START Supplied data
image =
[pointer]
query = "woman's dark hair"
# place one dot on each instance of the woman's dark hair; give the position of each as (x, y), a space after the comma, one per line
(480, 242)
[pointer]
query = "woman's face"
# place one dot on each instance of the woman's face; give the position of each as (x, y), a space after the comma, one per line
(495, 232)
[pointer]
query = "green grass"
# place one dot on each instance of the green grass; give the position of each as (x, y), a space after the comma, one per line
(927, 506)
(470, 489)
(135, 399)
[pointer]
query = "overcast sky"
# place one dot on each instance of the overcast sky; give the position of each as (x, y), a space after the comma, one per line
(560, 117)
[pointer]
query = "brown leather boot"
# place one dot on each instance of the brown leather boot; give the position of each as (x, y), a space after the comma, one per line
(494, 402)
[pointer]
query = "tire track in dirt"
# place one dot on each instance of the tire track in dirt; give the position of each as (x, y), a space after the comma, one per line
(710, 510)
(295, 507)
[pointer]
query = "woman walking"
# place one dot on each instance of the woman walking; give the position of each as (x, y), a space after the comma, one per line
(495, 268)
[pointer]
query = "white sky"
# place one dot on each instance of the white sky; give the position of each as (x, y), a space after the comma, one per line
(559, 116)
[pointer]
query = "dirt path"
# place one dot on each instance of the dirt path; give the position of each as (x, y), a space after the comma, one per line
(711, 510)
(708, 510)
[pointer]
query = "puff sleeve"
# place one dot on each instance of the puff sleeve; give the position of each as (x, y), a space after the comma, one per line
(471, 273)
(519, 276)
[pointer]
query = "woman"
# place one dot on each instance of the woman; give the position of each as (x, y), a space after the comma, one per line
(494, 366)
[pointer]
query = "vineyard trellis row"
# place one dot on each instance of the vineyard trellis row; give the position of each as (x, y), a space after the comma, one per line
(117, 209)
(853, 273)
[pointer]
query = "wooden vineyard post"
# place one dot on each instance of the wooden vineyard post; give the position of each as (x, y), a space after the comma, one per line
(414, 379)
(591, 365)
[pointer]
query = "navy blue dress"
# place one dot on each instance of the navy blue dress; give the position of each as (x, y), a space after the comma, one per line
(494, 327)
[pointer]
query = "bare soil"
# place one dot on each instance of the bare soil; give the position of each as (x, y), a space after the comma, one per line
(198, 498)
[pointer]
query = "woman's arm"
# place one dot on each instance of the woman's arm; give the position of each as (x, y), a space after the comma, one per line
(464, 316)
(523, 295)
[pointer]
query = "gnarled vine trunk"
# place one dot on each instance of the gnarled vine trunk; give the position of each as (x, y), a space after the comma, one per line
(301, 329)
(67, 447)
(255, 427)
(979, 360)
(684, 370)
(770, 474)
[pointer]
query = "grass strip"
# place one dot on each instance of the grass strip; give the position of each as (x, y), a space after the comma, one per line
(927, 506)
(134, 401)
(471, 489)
END Supplied data
▶ The exercise:
Collect each line of the records that contains the string "overcast", copying those lines in order. Matching is case-sensitive.

▶ Complete answer:
query = "overcast sky"
# place one dot on each instance of the overcast sky; give the position of each as (x, y), a space after the comma, one per line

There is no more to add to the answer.